Supplied records Block Start
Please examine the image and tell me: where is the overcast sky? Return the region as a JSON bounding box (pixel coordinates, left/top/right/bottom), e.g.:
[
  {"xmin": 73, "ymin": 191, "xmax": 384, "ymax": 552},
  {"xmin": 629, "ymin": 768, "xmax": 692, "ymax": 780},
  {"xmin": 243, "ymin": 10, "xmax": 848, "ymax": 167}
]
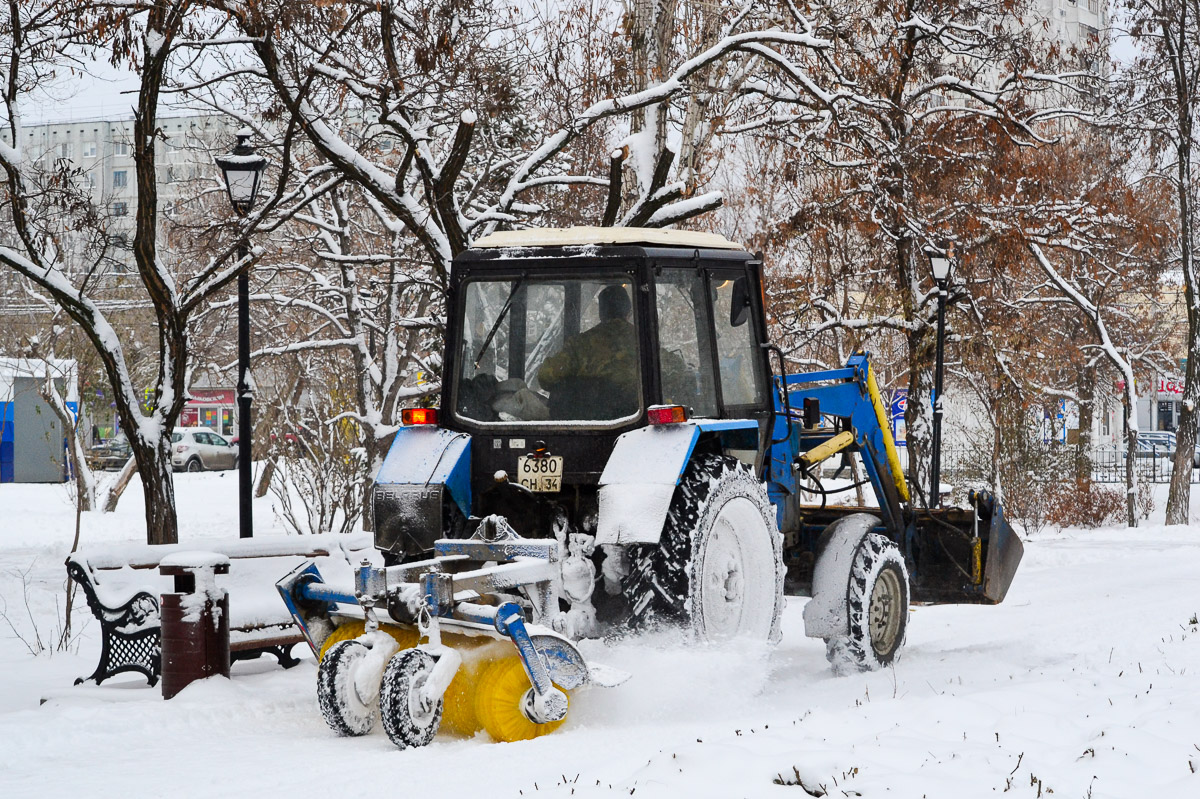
Supplied records Block End
- _What the task requires_: In the answer, the data should reappear exactly, with no pictures.

- _Exercise solution_:
Please examine the image and tell me: where is the overcast sky? Return the region as a JSON bounding box (pixel coordinates, left/top/right/bottom), e.g.:
[
  {"xmin": 73, "ymin": 191, "xmax": 384, "ymax": 552},
  {"xmin": 629, "ymin": 768, "xmax": 692, "ymax": 780},
  {"xmin": 243, "ymin": 10, "xmax": 848, "ymax": 167}
]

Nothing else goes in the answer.